» Stated problem: Pick out and copy every line in the items below that contains the string "railing". Case counts.

» Material for this exercise:
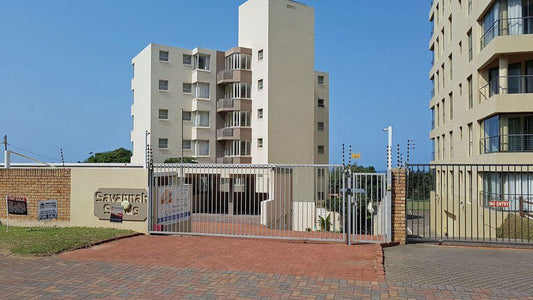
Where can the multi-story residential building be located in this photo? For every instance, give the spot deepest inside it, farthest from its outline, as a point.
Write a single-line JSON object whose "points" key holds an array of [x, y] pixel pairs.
{"points": [[482, 106], [260, 102]]}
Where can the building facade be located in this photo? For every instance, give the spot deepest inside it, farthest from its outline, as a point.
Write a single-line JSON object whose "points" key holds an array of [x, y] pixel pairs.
{"points": [[482, 107], [260, 102]]}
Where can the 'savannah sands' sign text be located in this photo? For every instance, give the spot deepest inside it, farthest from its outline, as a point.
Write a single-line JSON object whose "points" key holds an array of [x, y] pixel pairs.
{"points": [[134, 202]]}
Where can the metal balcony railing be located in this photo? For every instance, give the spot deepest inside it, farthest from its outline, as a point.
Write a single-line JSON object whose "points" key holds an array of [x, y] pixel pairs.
{"points": [[516, 84], [507, 143], [509, 26]]}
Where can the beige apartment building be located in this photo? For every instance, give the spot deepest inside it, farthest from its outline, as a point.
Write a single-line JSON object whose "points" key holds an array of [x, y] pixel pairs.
{"points": [[259, 102], [482, 107]]}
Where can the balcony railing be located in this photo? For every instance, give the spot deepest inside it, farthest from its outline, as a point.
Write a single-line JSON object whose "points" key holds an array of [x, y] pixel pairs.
{"points": [[509, 26], [518, 84], [507, 143]]}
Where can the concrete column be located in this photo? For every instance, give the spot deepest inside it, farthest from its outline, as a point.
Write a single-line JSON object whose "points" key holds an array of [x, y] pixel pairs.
{"points": [[399, 188], [503, 72]]}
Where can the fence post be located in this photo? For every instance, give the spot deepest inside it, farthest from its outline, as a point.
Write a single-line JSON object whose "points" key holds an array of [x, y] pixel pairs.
{"points": [[399, 189]]}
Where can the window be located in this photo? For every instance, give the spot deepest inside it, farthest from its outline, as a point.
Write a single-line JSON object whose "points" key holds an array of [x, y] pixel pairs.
{"points": [[451, 26], [163, 55], [450, 61], [187, 59], [237, 90], [187, 88], [186, 145], [186, 115], [163, 114], [201, 90], [237, 148], [443, 111], [451, 105], [470, 92], [238, 61], [451, 145], [237, 119], [163, 85], [163, 143], [202, 62], [201, 119], [470, 140], [470, 50], [201, 148]]}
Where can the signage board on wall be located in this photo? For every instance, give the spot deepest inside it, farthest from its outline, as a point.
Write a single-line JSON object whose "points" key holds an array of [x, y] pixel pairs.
{"points": [[499, 203], [17, 205], [116, 213], [137, 200], [47, 209], [173, 204]]}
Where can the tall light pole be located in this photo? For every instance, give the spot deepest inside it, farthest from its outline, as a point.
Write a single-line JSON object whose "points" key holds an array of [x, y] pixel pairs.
{"points": [[389, 147]]}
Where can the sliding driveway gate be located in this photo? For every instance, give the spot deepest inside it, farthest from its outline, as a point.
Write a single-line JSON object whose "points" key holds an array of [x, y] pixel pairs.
{"points": [[308, 202], [480, 203]]}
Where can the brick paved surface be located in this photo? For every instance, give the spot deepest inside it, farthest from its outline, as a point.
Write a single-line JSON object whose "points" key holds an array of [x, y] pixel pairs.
{"points": [[236, 254], [109, 271], [510, 269]]}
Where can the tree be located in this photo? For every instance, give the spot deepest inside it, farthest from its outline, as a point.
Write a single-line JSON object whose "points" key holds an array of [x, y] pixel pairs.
{"points": [[119, 155], [186, 160]]}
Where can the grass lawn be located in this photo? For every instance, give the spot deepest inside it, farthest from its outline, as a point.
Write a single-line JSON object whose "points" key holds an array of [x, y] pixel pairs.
{"points": [[52, 240], [418, 204]]}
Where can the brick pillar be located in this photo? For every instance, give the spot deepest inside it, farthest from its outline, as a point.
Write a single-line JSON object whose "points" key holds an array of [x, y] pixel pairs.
{"points": [[399, 186]]}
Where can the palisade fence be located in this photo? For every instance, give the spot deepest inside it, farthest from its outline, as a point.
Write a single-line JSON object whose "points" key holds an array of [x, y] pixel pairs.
{"points": [[268, 201], [470, 202]]}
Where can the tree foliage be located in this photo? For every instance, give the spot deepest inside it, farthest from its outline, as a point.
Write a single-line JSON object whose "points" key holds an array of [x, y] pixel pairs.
{"points": [[186, 160], [119, 155]]}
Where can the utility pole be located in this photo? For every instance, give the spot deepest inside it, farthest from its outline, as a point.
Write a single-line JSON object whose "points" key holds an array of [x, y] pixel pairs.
{"points": [[389, 147], [62, 158], [7, 155]]}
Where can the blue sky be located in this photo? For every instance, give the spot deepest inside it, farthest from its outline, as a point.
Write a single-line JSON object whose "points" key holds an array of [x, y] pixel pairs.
{"points": [[65, 69]]}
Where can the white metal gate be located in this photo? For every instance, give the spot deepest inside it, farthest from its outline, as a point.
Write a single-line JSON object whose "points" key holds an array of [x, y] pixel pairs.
{"points": [[265, 201]]}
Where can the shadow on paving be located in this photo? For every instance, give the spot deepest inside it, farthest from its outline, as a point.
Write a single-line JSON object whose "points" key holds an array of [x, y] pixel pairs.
{"points": [[468, 267]]}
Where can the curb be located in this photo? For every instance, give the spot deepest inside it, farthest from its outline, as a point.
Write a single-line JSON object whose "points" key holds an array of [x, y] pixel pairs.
{"points": [[99, 243]]}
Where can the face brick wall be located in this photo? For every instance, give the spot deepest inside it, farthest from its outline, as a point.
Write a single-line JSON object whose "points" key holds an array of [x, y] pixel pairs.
{"points": [[36, 185], [398, 205]]}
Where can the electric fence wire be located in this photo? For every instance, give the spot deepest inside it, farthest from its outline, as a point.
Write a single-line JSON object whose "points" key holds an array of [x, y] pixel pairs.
{"points": [[34, 153]]}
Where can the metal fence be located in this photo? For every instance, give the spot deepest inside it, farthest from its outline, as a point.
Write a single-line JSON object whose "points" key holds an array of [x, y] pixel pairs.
{"points": [[479, 203], [264, 201]]}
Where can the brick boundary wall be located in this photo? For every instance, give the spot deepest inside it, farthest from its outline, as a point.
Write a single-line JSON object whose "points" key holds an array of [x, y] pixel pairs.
{"points": [[399, 187], [36, 185]]}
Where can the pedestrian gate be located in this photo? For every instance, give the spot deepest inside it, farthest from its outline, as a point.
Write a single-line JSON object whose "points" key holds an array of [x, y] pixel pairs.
{"points": [[309, 202]]}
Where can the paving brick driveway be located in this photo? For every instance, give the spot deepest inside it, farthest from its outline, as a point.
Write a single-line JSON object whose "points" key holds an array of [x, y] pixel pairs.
{"points": [[467, 267], [154, 267]]}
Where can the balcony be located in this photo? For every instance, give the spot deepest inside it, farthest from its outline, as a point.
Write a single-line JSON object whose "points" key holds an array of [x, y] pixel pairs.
{"points": [[505, 27], [507, 143], [519, 84], [236, 133], [234, 160], [229, 76], [224, 105]]}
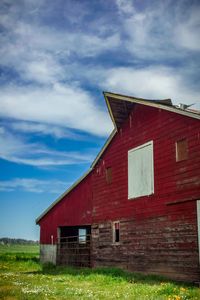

» Solution to this exercise:
Where can the metal balcony railing be located in this photo? For every instance, give the spot deepest inside it, farthest from its outline, as a point.
Where can the balcony railing be located in this photo? For every instance, give the spot deepest inside it, farthest from its outline, as a point.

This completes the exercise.